> **WHAT NEEDS TO BE DONE**: How many lines of the records below contain the word "beige"? Reply with only the number.

-- start of DATA LINES --

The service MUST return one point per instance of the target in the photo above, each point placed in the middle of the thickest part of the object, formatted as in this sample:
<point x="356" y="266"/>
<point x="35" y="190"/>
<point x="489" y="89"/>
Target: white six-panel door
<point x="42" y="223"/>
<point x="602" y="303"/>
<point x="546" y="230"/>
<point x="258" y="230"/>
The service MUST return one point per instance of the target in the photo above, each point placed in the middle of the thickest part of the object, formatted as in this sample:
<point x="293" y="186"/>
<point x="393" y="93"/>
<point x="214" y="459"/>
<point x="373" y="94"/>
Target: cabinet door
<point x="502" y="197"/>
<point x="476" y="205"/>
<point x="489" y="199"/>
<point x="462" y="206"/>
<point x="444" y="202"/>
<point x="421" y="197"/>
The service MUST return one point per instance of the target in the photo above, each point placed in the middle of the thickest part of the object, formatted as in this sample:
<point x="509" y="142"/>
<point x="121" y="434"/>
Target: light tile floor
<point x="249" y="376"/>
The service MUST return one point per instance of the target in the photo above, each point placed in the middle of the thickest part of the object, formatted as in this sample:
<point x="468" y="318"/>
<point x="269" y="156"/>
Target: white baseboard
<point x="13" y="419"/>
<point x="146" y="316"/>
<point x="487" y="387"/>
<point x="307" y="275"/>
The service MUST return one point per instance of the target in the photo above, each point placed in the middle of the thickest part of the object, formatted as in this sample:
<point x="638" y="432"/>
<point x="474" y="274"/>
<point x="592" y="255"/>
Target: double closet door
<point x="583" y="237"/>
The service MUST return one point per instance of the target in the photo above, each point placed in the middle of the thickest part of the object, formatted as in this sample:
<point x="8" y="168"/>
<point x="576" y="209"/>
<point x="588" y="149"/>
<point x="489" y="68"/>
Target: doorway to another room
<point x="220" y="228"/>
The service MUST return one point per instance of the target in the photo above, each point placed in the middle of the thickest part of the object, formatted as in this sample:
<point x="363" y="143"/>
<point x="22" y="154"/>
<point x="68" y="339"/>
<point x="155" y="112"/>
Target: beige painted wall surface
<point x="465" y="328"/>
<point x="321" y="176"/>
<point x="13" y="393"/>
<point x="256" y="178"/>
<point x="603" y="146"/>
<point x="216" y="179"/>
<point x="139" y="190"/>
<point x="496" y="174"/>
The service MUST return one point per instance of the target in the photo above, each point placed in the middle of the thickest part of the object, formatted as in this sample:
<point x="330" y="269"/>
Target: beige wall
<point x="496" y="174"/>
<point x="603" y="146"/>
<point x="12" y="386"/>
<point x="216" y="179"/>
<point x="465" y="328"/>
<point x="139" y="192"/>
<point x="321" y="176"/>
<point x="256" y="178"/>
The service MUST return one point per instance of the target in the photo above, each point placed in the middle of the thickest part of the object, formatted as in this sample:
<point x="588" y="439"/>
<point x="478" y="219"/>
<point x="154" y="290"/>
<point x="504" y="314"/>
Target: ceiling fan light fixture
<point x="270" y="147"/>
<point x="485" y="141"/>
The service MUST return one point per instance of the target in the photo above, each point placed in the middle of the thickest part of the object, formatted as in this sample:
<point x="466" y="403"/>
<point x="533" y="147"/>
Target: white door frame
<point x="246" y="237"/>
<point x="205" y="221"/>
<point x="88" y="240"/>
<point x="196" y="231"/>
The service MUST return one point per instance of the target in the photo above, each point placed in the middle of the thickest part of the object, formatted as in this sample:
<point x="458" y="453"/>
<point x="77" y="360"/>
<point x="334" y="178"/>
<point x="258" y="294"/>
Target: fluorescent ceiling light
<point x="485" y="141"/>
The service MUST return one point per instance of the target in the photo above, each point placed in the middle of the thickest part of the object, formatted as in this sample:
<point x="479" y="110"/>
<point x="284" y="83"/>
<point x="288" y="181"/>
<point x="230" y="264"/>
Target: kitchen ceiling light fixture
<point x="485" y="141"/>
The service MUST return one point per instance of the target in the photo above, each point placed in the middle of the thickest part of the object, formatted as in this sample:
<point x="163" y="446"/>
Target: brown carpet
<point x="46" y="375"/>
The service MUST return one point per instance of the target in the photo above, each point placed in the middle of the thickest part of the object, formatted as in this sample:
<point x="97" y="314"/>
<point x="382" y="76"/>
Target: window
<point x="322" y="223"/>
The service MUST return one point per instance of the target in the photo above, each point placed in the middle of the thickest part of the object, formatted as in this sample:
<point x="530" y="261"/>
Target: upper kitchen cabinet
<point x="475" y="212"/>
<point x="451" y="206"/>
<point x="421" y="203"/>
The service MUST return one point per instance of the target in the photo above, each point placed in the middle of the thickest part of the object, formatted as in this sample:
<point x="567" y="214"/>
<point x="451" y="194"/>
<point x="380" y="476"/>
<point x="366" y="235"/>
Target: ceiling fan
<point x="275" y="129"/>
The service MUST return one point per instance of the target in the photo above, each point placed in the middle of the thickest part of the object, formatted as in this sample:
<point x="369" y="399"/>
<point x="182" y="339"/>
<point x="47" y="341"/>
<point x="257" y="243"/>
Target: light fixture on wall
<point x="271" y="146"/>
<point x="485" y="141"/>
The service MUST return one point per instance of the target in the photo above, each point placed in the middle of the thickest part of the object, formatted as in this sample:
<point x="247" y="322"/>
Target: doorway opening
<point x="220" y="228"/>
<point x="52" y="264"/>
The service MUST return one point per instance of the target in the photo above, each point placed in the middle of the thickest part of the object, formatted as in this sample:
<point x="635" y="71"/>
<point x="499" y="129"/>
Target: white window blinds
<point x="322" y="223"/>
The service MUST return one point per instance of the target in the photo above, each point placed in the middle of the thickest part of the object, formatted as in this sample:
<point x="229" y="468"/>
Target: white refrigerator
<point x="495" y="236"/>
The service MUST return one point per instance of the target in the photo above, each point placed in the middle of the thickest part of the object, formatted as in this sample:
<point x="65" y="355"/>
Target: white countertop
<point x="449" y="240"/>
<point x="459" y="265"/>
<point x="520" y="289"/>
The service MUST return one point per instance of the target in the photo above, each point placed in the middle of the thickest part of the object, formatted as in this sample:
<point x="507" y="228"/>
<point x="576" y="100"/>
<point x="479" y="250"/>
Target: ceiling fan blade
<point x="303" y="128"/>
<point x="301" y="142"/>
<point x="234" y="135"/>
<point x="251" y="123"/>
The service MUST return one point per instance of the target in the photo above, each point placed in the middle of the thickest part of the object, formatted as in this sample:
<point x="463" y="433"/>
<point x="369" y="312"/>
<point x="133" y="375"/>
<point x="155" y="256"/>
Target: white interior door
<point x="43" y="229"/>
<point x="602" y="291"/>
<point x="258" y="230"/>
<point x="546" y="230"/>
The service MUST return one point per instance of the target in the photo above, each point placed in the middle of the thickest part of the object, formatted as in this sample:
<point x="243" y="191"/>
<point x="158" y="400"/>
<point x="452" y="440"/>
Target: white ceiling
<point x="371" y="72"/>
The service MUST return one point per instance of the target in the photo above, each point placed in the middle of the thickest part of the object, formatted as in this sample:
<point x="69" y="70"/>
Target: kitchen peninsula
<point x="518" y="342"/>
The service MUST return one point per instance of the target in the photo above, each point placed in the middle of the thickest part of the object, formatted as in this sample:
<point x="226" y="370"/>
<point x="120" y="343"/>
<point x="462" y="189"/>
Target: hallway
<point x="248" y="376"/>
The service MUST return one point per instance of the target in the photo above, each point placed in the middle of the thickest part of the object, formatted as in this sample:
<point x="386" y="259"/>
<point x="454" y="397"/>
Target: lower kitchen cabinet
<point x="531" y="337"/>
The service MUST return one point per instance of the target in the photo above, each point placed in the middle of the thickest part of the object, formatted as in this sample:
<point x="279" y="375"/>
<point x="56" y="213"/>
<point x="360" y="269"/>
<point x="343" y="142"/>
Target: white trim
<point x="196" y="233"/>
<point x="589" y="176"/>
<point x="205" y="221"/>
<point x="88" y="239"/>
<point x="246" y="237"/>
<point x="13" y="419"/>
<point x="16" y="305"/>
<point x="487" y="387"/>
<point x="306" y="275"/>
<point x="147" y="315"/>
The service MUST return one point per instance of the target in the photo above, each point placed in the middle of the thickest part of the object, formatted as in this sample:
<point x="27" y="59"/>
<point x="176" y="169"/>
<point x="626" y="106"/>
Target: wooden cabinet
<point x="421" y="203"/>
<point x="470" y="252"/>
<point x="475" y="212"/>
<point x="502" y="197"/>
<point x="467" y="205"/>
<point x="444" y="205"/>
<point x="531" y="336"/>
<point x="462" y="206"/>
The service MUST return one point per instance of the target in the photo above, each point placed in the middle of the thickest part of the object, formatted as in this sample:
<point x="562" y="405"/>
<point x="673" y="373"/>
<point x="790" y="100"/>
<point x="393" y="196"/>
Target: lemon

-- end of DATA LINES --

> **ANSWER TO THE EXERCISE**: 2